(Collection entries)

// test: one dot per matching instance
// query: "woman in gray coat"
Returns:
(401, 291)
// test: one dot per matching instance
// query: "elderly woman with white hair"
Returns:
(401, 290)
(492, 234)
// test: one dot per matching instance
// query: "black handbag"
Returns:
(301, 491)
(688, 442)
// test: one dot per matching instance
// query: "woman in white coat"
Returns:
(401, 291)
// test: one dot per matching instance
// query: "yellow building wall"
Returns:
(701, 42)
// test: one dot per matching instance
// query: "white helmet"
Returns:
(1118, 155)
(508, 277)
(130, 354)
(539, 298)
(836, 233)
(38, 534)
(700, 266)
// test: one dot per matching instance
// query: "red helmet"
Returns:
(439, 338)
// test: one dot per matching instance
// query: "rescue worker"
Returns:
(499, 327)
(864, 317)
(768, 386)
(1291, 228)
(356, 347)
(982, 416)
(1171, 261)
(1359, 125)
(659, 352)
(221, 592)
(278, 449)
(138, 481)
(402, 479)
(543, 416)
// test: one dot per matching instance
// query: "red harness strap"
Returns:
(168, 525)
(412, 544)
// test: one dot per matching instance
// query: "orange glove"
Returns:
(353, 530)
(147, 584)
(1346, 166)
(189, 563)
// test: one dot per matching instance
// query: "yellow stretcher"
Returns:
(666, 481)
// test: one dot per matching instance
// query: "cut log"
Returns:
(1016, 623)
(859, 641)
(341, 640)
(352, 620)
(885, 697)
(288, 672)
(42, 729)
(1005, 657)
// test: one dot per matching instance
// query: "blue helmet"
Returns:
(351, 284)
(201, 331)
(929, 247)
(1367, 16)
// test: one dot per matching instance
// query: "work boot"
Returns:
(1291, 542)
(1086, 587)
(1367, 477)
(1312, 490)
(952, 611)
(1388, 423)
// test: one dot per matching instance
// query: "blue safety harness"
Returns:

• **WHAT THE EXERCISE ASKS**
All the entries should be output exactly as given.

• **ANSWER BELOW**
// test: one dot per matching instance
// query: "woman in gray coat"
Returns:
(401, 291)
// test: one dot per matching instance
// query: "elderly woman with white hair"
Returns:
(401, 290)
(492, 234)
// test: one dot per matching instance
// query: "black handbag"
Returns:
(301, 491)
(688, 442)
// test: one dot per matching instance
// query: "woman in white coat"
Returns:
(401, 291)
// test: one dot per matching instance
// query: "yellow building wall"
Returns:
(701, 42)
// test: one dot per matching instance
// query: "white helmet"
Returns:
(1118, 155)
(508, 277)
(130, 354)
(539, 298)
(836, 233)
(38, 534)
(700, 266)
// test: one dot per matching instance
// query: "red helmet"
Returns:
(439, 338)
// test: one dot per matching instance
// query: "rescue worker"
Returns:
(499, 327)
(864, 317)
(768, 386)
(1291, 228)
(356, 347)
(982, 416)
(1171, 261)
(1359, 125)
(659, 352)
(221, 592)
(278, 449)
(138, 481)
(402, 479)
(543, 416)
// test: one dot per matching instance
// query: "red harness strap"
Returns:
(168, 525)
(412, 544)
// test: one dot per matching instance
// query: "orange glove"
Returns:
(353, 530)
(147, 584)
(1346, 166)
(189, 563)
// test: one dot per matching instance
// query: "yellow stretcher"
Returns:
(666, 481)
// test: one dot per matching instance
// query: "cut log"
Returns:
(1016, 623)
(859, 641)
(341, 640)
(352, 620)
(885, 697)
(288, 672)
(42, 729)
(1005, 657)
// test: one dot per matching instance
// query: "blue helmet"
Returns:
(351, 284)
(201, 331)
(929, 247)
(1367, 16)
// test: one dot per matching instance
// query: "work boot"
Returns:
(1291, 542)
(1086, 587)
(1367, 477)
(1312, 490)
(952, 611)
(1388, 423)
// test: one dot per matching instance
// query: "blue safety harness"
Returns:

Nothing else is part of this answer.